# [EXERCISE AIM]
The entries that follow contain images, which should be left out; output everything else exactly.

▬▬▬

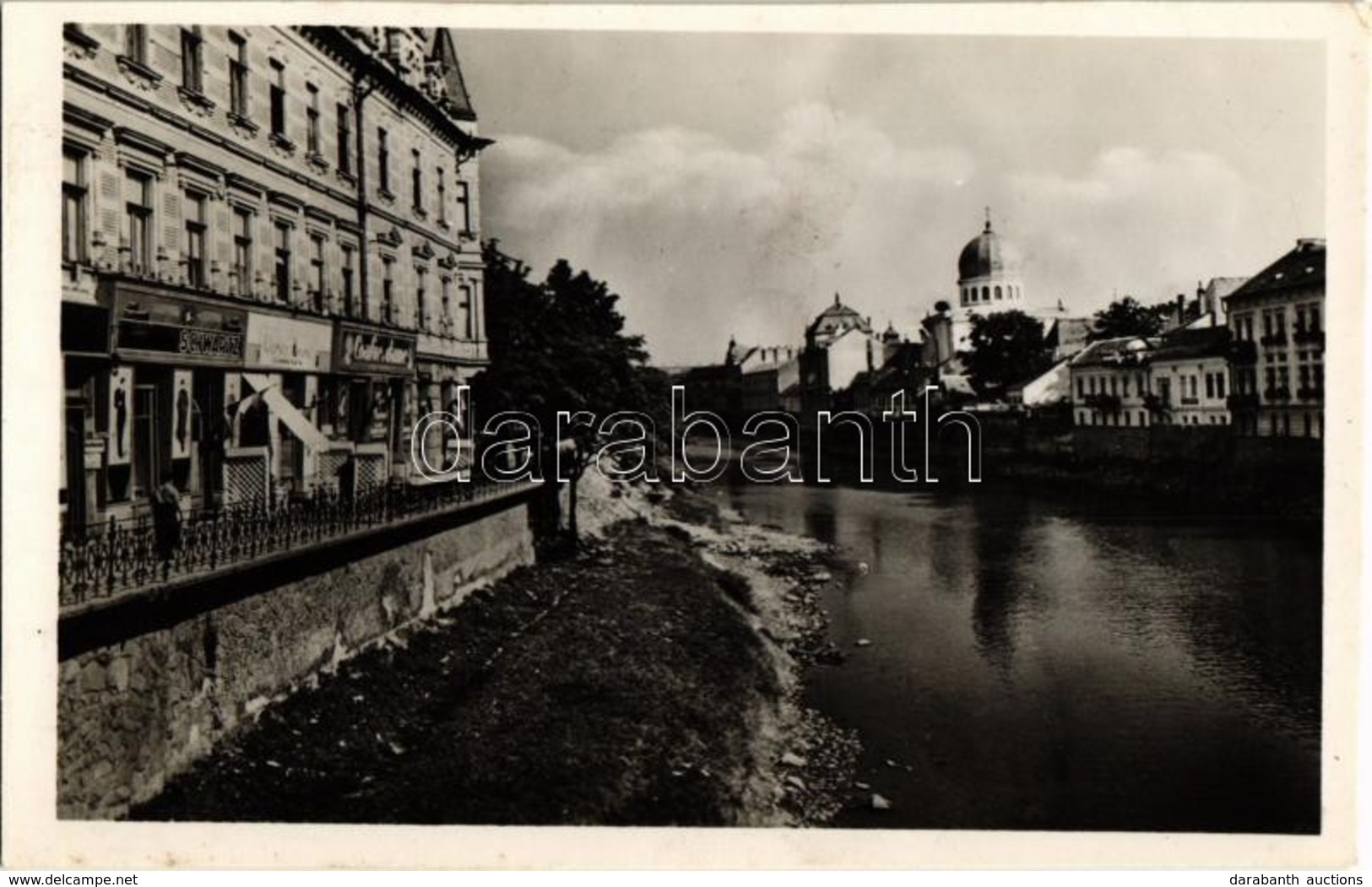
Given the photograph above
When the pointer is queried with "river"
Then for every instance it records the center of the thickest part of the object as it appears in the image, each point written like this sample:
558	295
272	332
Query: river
1038	664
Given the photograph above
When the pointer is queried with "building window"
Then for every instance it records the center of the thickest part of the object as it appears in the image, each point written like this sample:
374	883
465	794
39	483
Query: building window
138	193
312	118
73	206
417	186
347	281
464	208
283	262
193	48
421	318
388	291
243	251
278	99
383	160
465	307
317	272
344	140
195	270
136	43
442	199
239	76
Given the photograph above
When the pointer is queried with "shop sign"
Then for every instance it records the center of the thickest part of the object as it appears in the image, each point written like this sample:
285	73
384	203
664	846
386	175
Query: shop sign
372	351
281	343
179	331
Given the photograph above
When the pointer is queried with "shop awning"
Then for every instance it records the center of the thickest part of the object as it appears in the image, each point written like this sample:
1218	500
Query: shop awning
298	423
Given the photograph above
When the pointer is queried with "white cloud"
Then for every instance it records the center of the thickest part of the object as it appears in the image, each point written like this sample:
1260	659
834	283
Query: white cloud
704	241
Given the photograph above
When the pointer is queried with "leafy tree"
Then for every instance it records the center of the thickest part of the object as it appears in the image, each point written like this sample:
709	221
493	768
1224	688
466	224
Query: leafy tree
1007	347
1126	317
559	346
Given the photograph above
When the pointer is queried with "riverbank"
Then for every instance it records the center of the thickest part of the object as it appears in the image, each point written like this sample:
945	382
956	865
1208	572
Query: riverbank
651	680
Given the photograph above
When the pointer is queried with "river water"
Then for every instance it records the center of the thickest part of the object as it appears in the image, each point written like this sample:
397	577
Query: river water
1042	664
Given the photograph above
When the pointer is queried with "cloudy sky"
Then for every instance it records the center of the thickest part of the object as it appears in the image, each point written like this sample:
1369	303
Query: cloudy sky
730	184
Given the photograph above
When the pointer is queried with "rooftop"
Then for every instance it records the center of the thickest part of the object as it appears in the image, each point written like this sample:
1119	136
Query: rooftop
1302	266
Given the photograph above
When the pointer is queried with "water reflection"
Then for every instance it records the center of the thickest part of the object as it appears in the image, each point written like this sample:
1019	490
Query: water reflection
1033	667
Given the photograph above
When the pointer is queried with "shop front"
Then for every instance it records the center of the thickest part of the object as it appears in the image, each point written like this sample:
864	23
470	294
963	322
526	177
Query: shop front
162	395
373	398
85	357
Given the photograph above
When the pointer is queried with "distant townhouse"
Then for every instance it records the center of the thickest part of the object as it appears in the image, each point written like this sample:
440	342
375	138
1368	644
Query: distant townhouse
1277	360
1110	383
1190	377
269	258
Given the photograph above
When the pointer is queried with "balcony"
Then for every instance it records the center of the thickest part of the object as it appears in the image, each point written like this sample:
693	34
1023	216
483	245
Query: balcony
116	558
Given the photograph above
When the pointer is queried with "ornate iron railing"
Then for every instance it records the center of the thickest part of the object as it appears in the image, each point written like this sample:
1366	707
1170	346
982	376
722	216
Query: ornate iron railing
120	555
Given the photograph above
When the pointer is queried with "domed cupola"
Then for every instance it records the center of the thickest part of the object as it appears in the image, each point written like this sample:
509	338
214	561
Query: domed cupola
987	272
981	255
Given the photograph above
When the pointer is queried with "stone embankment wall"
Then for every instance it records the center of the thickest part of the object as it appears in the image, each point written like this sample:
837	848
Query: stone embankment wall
136	709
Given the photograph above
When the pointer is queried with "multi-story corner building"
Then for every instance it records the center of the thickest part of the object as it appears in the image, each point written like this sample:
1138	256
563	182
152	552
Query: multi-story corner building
269	258
1190	377
1277	360
1110	383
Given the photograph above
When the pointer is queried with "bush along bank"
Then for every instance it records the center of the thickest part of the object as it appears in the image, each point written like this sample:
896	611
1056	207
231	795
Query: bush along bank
651	680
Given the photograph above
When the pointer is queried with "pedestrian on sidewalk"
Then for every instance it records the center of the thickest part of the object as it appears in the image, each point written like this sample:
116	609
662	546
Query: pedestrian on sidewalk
166	516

▬▬▬

# [WRITTEN SOLUTION]
Given the photograph above
When the pointer is queried with "river"
Then for every instance it records the center of the thickest part of the object as it appears in the image, each point written like this sample:
558	295
272	332
Query: river
1038	664
Given the photograph above
When the pointer is queried with "building window"
Then for every instance it records the center of the thickest part of the object as it appears in the image, each point written like this sample:
374	883
465	794
39	483
Query: building window
138	193
312	118
73	206
417	186
347	281
464	208
283	262
193	48
421	318
388	291
243	251
278	99
383	160
465	307
317	272
344	140
195	270
136	43
442	199
239	76
Given the photograph above
When the pointer is queried with "shop sign"
Then for every instance it records the center of the thickest part of the object as it appears in the image, each point written like this sample:
285	73
384	203
664	846
386	175
Query: shop sign
372	351
281	343
179	331
Given the photograph above
When the pointer is queried with "shop awning"
Then for every instance it records the center of the thickest part of the object as it appears in the image, each point written like this sample:
1218	500
Query: shop awning
298	423
Given the photograph above
When the pointer is queried with "white cloud"
Then for every instance it records the center of the thickest part of the object as it appears in the image, each point written like this sample:
1260	659
834	283
Query: white cloud
704	241
Given the photograph above
When the pointer is queried with "leafy tree"
Then for every instance it records the center of the thickest part of the object as it appears in the image, each point written like this sample:
709	221
493	768
1224	688
466	224
Query: leafy tree
1007	347
1126	317
559	346
Given the photograph above
When the pointer is queried with "riverbank"
Then for every instance it records the center of the thickest part of the object as it appears in the image, each point written like this sample:
945	382
956	865
1208	572
Query: riverbank
651	680
Given the photograph above
When the pointer is queried with "river water"
Then for every instance it records the center of the thickest part of the object as it appears in the image, each point written like this sample:
397	577
Query: river water
1042	664
Given the photograph above
When the pointer is queried with "cloudy sky"
Then for every instance it records the center of the thickest part of the object as it appears in the image, each point written like this sample:
1369	303
Query: cloudy sky
730	184
Given the photograph above
When the pointer is queried with "rooftop"
Then for every instance it records the center of the thickest part of the object as it appears in the image, each point written like this sample:
1119	136
Query: rooftop
1302	266
Given the photograph above
When the pointer is queried with "water reflection"
Then for every instance it records the center of the thickest part of the object as it appears in the image, each point written like this sample:
1019	490
Query: water reflection
1033	667
Given the photograph above
When the pointer is queried with "shop front"
Then for every instance it records the center of the thickest part of the object as it appears in the image, each point written like this sample:
864	23
470	294
963	322
526	177
Query: shop front
162	395
373	398
85	357
Given the photograph above
When the pointer is queried with "distant townhouse"
Then for every instance it records the center of the thickest part of the object as it appears in the image, each point written like this sample:
440	342
375	138
1368	644
Query: distant townhouse
1277	360
1110	383
1190	377
269	258
Given the photograph above
When the pointer is queried with "balcony"
Then for every instance it records the center of the thickest part of the object as it appears in the image, each point written like this sample:
693	34
1023	216
483	245
Query: balcony
116	558
Given the photograph above
When the pointer is queried with "ornate iron railing"
Then for every instance it records the center of the thickest part of the object as it appears in the image, each point written like this sample:
1366	707
1170	346
982	376
722	216
Query: ornate iron railing
120	555
Given the photograph above
When the pointer is queried with "domed cupola"
Then for every instance it records the center of the thickest part of the object as it appears in the image, each point written like this sample:
509	338
214	561
Query: domed cupola
987	272
981	255
Given the photograph above
When the pointer is queried with "stone embankment wall"
Then for every instance it records the center of the thickest part of the object as it appears in the image, each point written like this sample:
837	848
Query: stone embankment wall
136	709
Given the photograph above
When the pointer is queried with "multi-story corner building"
Then for every instance it records the center of the thickest part of the object as it appears in the image, each point written like this sample:
1138	256
563	182
152	552
Query: multi-story corner building
269	258
1190	377
1277	360
1110	383
Given the photograph above
When the pointer is queried with "bush along bank"
Then for every instance it records the center of the thickest part of the object as it appears in the image, each point written like this sample:
896	611
1056	207
231	795
Query: bush along bank
651	680
Given the photograph above
When the pointer is queried with "pedestrian on sidewalk"
Then for every instance it records the center of the thickest part of the object as it appears in the image, each point written like this sample:
116	609
662	546
Query: pedestrian on sidewalk
166	516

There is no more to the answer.